Exercise objective: Report every line in the rows below that contains the word "hand", copying each line in full. Matching is case-sensitive.
begin Records provided
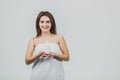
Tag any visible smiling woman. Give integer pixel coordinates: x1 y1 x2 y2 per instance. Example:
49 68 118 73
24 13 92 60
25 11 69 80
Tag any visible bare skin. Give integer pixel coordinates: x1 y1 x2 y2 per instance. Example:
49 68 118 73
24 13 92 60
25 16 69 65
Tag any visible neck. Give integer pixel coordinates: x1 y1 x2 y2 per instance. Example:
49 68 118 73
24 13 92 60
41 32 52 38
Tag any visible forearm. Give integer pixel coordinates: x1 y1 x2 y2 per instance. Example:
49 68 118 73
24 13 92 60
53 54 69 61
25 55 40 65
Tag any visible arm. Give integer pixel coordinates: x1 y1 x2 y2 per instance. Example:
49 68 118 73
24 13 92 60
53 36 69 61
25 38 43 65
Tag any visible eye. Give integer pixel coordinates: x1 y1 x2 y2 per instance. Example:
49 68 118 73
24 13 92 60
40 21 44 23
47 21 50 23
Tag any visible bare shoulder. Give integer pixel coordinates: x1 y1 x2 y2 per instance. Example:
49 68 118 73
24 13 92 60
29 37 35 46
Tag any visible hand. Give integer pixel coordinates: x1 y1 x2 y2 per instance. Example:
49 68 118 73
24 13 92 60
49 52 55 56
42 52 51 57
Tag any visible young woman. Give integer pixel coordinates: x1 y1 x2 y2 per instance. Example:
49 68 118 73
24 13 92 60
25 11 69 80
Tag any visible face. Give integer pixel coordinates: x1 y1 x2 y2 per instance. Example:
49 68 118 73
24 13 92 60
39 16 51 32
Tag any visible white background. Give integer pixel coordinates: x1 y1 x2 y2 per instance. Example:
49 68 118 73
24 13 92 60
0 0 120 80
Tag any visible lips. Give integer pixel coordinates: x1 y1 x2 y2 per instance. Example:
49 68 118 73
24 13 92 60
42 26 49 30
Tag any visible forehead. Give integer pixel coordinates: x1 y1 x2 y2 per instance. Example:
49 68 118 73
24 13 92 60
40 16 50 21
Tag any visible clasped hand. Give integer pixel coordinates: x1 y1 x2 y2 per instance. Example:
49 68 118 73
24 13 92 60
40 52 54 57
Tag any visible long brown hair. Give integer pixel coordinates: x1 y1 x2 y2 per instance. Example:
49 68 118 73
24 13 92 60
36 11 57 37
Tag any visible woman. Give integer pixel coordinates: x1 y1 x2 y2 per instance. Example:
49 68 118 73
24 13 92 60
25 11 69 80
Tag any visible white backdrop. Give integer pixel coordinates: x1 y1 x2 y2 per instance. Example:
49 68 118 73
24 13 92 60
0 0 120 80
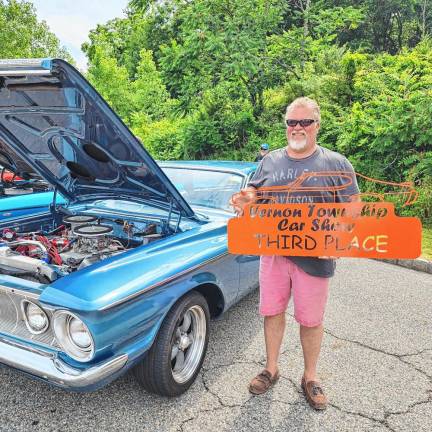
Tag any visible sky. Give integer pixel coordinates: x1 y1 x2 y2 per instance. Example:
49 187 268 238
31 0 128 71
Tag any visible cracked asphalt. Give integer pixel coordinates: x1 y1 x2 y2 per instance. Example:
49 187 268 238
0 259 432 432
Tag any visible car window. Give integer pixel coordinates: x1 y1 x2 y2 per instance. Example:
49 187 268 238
end Records provided
Response to this task:
Tag any visible hand. Give integer pixel coordinates: x1 y1 x2 y2 per instance. Example:
Tag any visible clasped hand. Give integer pixel coordinates: x1 y1 x2 y2 per instance. Example:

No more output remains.